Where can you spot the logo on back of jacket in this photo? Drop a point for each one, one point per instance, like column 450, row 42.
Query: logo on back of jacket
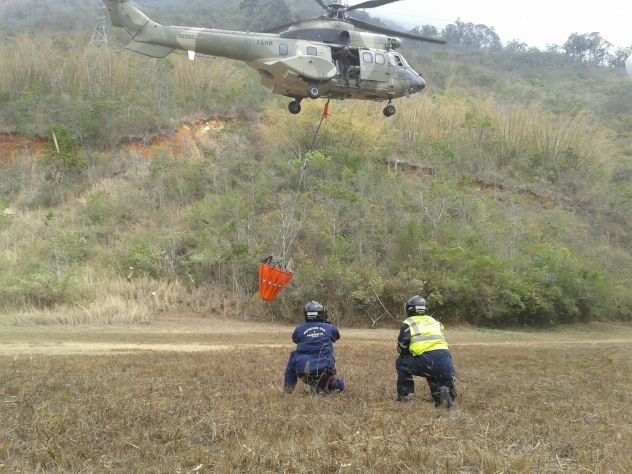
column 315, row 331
* * *
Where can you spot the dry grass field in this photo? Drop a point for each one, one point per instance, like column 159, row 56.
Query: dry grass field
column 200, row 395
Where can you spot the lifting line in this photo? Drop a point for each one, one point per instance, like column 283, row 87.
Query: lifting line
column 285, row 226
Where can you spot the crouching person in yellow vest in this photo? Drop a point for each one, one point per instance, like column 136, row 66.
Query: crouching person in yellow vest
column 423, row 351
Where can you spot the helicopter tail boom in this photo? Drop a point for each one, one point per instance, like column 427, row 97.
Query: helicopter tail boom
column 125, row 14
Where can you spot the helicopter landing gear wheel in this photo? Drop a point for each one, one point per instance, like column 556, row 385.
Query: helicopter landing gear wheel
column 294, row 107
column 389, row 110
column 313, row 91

• ACTIVITY:
Tally the lines of the listing that include "photo". Nothing but the resulting number should be returned.

• ANSWER SPACE:
6